··· BRANO SELEZIONATO ···

“LA CITTA’ CHE HO FONDATO SI CHIAMERA’ TEATE!”
Teate, 11 maggio 1181 a.C.! Questa, secondo alcuni, sarebbe la data di fondazione della mia città, Chieti, l’antica Teate Marrucinorum!
Già qualche tempo fa, nell’articolo sulla fantastica storia della fondazione di Teate, ho espresso i miei dubbi su come gli storici teatini, sulla base di antiche fonti, più o meno veritiere, abbiano creato questa data. Oggi, invece, vi racconto la mia versione della leggenda… Buona lettura!
Furono già trascorsi diversi anni da quando la Guerra di Troia sancì la definitiva caduta della centro dell’Ellesponto di cui uno dei membri della famiglia reale disonorò un regnante acheo.
Cara, invece, fu pagata la vittoria degli Achei perché gli dei si adirarono fortemente per la distruzione dei loro templi e i sacrilegi commessi alla fine della decennale guerra: nessuno ebbe un felice ritorno a casa e taluni furono inviati fuori rotta proprio dalle divinità disonorate.
Una delle navi, composta da alcuni fedeli Mirmidoni di Achille e guidati dall’auriga Automedonte, vagò inesorabilmente nel Mediterraneo: dalle isole dell’Egeo a Cipro, al delta del Nilo, in Cirenaica, fino alla Sicilia. Protetti dallo stesso Zeus, pietoso verso i suoi guerrieri prediletti, furono indirizzati dal Padre degli Dei in acque più tranquille, in un mare dai bassi fondali e dalle coste sabbiose, dove fu facile approdare e ristorarsi dalle fatiche imposte dalle avversità.

··· SET DI DATI ···

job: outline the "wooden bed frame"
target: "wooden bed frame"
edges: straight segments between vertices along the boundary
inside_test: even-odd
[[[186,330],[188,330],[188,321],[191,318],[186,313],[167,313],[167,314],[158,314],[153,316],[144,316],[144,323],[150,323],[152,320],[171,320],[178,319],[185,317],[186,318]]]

···

**ESERCIZI DA SVOLGERE:**
1. Riporta dal brano sulla fondazione di Teate il tratto che parte dalle parole "Cara, invece, fu" e si chiude dopo "imposte dalle avversità.".
2. Nel brano sulla fondazione di Teate, chi guidava la nave con alcuni fedeli Mirmidoni di Achille?
3. Elenca tutti i luoghi toccati dalla nave dei Mirmidoni nel suo vagare per il Mediterraneo, secondo il brano sulla fondazione di Teate.

**RISULTATI PER ESERCIZIO:**
1.
Cara, invece, fu pagata la vittoria degli Achei perché gli dei si adirarono fortemente per la distruzione dei loro templi e i sacrilegi commessi alla fine della decennale guerra: nessuno ebbe un felice ritorno a casa e taluni furono inviati fuori rotta proprio dalle divinità disonorate.
Una delle navi, composta da alcuni fedeli Mirmidoni di Achille e guidati dall’auriga Automedonte, vagò inesorabilmente nel Mediterraneo: dalle isole dell’Egeo a Cipro, al delta del Nilo, in Cirenaica, fino alla Sicilia. Protetti dallo stesso Zeus, pietoso verso i suoi guerrieri prediletti, furono indirizzati dal Padre degli Dei in acque più tranquille, in un mare dai bassi fondali e dalle coste sabbiose, dove fu facile approdare e ristorarsi dalle fatiche imposte dalle avversità.

2. L'auriga Automedonte.

3. Isole dell'Egeo, Cipro, delta del Nilo, Cirenaica, Sicilia.